Task to carry out. Copy each of the following records line for line, with no changes.

Supplied material.
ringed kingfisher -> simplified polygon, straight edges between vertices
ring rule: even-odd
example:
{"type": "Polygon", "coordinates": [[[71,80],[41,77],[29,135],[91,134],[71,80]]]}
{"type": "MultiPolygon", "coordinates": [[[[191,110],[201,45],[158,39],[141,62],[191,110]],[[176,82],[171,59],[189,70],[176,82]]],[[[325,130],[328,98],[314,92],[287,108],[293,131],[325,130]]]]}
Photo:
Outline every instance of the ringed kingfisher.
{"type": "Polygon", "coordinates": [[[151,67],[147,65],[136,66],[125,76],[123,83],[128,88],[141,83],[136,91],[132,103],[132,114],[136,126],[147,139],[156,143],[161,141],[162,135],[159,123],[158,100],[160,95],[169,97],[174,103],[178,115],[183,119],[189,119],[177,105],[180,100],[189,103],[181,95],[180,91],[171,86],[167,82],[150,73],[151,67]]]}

Output for this exercise.
ringed kingfisher -> simplified polygon, straight edges between vertices
ring rule: even-odd
example:
{"type": "Polygon", "coordinates": [[[71,80],[41,77],[29,135],[91,134],[71,80]]]}
{"type": "MultiPolygon", "coordinates": [[[[191,110],[201,45],[158,39],[141,62],[191,110]],[[176,82],[171,59],[189,70],[176,82]]],[[[325,130],[328,98],[314,92],[287,108],[293,131],[325,130]]]]}
Photo:
Outline every instance of the ringed kingfisher.
{"type": "Polygon", "coordinates": [[[151,67],[147,65],[136,66],[125,76],[123,83],[128,88],[141,83],[136,91],[132,103],[132,114],[136,126],[147,139],[156,143],[161,141],[162,135],[159,123],[158,100],[160,95],[169,97],[174,103],[178,115],[183,119],[189,119],[177,105],[180,100],[189,103],[181,95],[180,91],[171,86],[167,82],[150,73],[151,67]]]}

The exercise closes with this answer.